#### SET TASK:
Turn the rows below into a numbered list, starting at the first line and ending with the line that contains "(1084, 158)", both lines included. Leave out any blank lines.

#### DATA EXTRACT:
----------------------------------------

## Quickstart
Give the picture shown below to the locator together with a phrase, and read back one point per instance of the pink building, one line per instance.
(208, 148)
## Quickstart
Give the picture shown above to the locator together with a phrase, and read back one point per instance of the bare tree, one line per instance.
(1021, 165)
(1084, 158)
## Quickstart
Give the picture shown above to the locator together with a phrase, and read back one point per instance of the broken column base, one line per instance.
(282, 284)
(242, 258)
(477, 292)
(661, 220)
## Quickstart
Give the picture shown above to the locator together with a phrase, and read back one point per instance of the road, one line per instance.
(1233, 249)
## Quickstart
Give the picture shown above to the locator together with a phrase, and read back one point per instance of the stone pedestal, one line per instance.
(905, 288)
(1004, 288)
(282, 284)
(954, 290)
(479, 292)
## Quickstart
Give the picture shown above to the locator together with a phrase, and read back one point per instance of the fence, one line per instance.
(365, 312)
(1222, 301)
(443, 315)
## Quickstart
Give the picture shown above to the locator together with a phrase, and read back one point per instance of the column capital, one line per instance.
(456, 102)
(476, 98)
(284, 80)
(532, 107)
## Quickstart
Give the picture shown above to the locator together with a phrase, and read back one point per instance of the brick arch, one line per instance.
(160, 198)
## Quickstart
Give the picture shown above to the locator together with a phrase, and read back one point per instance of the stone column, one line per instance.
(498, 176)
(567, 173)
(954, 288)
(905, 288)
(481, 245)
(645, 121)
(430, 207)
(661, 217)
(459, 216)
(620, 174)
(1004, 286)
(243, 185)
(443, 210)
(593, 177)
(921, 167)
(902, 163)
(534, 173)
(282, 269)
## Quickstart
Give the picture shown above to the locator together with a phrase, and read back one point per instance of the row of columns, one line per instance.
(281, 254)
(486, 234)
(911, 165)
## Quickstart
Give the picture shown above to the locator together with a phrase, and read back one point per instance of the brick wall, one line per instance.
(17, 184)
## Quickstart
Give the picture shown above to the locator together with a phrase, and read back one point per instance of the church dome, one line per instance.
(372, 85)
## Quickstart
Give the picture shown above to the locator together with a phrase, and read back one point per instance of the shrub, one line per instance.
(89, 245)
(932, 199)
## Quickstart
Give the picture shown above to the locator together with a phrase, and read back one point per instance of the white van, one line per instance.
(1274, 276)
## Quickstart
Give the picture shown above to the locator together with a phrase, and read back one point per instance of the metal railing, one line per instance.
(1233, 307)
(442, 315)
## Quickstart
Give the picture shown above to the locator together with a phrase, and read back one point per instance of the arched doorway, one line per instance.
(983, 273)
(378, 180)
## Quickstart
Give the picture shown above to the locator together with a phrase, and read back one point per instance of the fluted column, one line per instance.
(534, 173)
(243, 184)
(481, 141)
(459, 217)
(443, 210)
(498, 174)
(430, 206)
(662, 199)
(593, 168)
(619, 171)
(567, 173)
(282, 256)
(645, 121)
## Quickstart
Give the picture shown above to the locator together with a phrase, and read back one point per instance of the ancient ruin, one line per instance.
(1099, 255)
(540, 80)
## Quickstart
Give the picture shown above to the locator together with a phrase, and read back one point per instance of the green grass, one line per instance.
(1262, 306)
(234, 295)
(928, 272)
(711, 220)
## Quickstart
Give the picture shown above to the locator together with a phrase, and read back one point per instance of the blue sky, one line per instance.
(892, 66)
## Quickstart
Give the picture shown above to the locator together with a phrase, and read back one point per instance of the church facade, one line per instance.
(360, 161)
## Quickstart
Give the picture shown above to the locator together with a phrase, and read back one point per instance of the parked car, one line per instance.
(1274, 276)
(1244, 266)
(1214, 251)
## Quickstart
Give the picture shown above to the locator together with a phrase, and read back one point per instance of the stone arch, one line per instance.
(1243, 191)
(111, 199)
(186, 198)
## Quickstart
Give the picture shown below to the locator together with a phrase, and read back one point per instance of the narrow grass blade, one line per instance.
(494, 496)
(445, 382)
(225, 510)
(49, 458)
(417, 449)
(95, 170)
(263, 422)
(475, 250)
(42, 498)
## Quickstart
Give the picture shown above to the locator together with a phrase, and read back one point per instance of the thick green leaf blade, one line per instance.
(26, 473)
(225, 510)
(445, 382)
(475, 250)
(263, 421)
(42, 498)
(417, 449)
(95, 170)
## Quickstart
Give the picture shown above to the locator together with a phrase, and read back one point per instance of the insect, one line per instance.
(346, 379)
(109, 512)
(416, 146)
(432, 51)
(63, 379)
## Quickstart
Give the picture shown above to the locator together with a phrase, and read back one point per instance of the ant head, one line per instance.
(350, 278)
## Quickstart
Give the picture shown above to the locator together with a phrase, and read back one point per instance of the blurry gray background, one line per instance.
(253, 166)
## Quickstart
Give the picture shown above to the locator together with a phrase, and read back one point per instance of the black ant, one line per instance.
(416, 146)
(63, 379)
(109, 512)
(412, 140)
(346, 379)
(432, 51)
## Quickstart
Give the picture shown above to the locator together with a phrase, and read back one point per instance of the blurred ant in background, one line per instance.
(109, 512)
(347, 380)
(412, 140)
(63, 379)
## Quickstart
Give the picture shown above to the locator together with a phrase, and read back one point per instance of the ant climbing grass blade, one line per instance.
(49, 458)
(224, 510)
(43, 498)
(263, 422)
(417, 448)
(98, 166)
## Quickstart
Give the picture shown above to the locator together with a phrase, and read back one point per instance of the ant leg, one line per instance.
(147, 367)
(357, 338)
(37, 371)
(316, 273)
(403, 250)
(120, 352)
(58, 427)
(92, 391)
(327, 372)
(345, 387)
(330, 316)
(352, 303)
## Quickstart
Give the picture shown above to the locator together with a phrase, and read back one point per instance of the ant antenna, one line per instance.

----------------------------------------

#### WRITTEN RESPONSE:
1. ## Quickstart
2. Give the picture shown below to the locator together with a phrase, and read back one point per instance of the pink building, one line per instance.
3. (208, 148)
4. ## Quickstart
5. Give the picture shown above to the locator together with a phrase, and read back one point per instance of the bare tree, one line per instance.
6. (1021, 165)
7. (1084, 158)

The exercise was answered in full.